### Required work
Take the entries below and print all of them exactly, please.

### Collection entries
###
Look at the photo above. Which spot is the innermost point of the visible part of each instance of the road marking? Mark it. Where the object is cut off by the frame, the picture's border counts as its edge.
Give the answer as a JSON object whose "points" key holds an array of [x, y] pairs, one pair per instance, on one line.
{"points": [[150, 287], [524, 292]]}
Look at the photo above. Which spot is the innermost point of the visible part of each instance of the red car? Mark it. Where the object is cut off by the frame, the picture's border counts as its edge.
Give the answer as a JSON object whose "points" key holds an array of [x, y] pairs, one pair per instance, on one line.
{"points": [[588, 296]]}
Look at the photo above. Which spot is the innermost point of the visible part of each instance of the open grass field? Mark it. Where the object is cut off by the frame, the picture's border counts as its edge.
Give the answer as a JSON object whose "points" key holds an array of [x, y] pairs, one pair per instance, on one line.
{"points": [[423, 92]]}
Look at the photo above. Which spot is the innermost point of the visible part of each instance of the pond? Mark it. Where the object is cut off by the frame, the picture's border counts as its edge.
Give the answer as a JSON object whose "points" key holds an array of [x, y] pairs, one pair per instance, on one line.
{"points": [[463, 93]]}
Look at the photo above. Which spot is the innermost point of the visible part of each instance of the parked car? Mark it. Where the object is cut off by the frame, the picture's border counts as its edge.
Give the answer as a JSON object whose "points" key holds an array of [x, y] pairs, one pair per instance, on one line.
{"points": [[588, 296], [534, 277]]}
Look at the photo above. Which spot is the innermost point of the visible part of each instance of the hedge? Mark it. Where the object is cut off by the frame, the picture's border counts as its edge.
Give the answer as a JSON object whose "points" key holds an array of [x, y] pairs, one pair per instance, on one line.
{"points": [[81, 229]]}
###
### Task answer
Look at the photo above. Which spot is the innermost point of the visible part of each instance of the road marking? Mark it. Where the object is cut off by the frame, the picture's border counts as its edge.
Give the answer as a JSON object whose "points" key holds an array of [x, y] pairs, one pair per instance, on one line.
{"points": [[150, 287], [524, 292]]}
Look at the photo above. Which spot is the innermost point of the visible part of each instance of the red car? Mark it. Where the object is cut off by the frame, the picture's border counts as its edge.
Give the answer as a JSON object whose "points" key holds an array of [x, y] pairs, one pair per instance, on one line.
{"points": [[588, 296]]}
Look at the photo above. Which spot is the innermost point of the visible part of each instance of the open grass field? Mark it. Where the object is cut off by the frame, the picture's border counts as its edge.
Give the answer as a JSON object whose "points" key holds an array of [x, y] pairs, one pair per instance, on one line.
{"points": [[423, 92]]}
Look at the photo above. Which spot is the innermost point of the visible part of each instance of the pond? Mark it. Where the object is cut off by the frame, the picture's border counts as its edge.
Give the answer as a JSON object whose "points" key holds an array of [x, y] pairs, one pair per instance, on one line.
{"points": [[463, 93]]}
Look at the photo above. Which spot is the innermost point of the visible part of each instance of the parked car? Mark it. Where the object is cut off by the frame, the picture's border counts as its edge.
Give the answer as a JSON object whose "points" key holds an array of [x, y] pairs, one pair per instance, on one line.
{"points": [[588, 296], [534, 277]]}
Look at the photo above. Which spot is the innermost point of the visible part of each instance of the hedge? Mark it. Where the object is cut off by the frame, the picture's border counts as its edge.
Give the answer as a JSON object whose "points" key holds an array of [x, y] pairs, one pair per instance, on one line.
{"points": [[81, 229]]}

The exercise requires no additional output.